Please copy the material from the line that contains "Teacher note: indicate the blue" through the line that contains "(1267, 109)", swapping "blue sky" for "clear sky" and keeping everything else the same.

**** EXERCISE INPUTS

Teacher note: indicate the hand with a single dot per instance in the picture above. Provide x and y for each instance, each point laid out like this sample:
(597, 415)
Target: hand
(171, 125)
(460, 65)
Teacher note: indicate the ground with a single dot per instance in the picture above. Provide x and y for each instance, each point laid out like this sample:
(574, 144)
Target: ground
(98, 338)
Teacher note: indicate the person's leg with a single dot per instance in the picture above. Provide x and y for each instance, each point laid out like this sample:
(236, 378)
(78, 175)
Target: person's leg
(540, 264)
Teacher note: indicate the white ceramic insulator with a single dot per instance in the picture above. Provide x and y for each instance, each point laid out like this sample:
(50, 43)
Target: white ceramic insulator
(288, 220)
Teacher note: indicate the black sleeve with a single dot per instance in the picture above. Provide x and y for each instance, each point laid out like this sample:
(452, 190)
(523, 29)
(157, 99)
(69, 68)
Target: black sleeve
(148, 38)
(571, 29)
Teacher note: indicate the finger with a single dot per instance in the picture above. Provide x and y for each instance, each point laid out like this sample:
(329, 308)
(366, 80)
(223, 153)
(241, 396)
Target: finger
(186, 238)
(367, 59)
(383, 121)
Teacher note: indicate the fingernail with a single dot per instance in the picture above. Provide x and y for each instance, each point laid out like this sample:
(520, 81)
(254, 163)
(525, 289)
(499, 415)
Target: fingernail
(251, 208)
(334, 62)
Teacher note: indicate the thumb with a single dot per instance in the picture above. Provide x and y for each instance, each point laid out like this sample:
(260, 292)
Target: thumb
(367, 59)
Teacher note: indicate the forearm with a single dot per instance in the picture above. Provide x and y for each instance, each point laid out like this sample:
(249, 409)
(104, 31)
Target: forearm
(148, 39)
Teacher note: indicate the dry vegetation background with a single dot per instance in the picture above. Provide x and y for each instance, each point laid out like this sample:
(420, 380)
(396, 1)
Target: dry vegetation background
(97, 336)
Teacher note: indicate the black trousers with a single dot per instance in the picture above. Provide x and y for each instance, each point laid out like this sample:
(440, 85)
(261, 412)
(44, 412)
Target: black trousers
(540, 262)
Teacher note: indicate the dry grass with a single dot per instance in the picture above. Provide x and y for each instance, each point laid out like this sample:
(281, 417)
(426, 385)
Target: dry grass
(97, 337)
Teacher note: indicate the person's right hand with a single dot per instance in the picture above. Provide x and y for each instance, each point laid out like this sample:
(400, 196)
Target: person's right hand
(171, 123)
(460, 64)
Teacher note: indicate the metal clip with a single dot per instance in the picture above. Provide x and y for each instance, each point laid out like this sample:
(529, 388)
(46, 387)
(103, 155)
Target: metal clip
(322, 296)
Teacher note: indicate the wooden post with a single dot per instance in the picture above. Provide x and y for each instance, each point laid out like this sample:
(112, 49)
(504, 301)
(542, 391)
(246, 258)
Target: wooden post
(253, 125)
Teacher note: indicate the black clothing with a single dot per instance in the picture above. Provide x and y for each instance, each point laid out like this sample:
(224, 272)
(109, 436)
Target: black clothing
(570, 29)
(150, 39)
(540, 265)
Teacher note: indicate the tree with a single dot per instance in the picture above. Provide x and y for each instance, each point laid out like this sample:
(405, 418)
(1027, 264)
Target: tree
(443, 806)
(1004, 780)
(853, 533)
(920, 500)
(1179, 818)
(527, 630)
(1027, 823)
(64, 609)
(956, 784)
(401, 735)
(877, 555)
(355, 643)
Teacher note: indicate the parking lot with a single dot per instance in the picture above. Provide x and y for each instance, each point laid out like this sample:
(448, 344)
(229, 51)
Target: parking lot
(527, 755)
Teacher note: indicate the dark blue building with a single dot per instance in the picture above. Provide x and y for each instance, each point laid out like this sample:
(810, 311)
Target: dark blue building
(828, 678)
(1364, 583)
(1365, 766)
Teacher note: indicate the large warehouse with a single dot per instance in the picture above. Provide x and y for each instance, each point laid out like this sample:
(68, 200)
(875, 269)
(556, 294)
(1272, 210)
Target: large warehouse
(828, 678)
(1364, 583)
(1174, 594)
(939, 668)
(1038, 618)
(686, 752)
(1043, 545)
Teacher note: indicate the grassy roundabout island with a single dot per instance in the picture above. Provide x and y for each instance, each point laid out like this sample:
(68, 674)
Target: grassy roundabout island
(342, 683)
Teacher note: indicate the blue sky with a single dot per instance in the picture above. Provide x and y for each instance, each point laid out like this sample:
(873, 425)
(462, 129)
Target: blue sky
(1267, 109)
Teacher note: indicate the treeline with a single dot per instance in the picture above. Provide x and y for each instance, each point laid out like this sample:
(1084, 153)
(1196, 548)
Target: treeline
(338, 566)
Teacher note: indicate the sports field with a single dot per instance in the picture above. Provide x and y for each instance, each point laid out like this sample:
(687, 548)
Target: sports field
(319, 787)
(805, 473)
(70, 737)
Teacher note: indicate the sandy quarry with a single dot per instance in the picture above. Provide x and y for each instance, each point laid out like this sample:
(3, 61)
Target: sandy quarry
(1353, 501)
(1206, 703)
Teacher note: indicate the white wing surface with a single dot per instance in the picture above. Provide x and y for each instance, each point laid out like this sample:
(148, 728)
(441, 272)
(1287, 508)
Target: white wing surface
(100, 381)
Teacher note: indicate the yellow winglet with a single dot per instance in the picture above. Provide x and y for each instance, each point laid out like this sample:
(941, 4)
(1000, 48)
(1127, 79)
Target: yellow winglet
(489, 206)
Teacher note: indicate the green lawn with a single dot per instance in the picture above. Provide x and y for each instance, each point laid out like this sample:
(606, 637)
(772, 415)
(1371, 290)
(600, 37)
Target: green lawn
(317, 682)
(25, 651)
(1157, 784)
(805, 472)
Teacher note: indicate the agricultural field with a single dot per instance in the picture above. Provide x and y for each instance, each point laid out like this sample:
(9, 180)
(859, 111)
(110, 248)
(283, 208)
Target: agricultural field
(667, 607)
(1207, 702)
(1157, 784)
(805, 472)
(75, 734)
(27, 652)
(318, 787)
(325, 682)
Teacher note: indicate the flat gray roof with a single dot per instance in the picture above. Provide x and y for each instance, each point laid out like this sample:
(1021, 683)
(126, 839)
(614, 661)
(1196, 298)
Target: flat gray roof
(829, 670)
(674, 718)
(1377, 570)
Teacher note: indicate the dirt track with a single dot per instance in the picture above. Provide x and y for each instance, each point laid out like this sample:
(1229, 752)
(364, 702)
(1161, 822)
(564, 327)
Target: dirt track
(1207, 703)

********

**WRITTEN RESPONSE:**
Teacher note: indicate the clear sky with a single dot per instance in the picture above. Provide x and y for each instance, each point laid out like this sample:
(873, 425)
(462, 129)
Target: clear sky
(1267, 109)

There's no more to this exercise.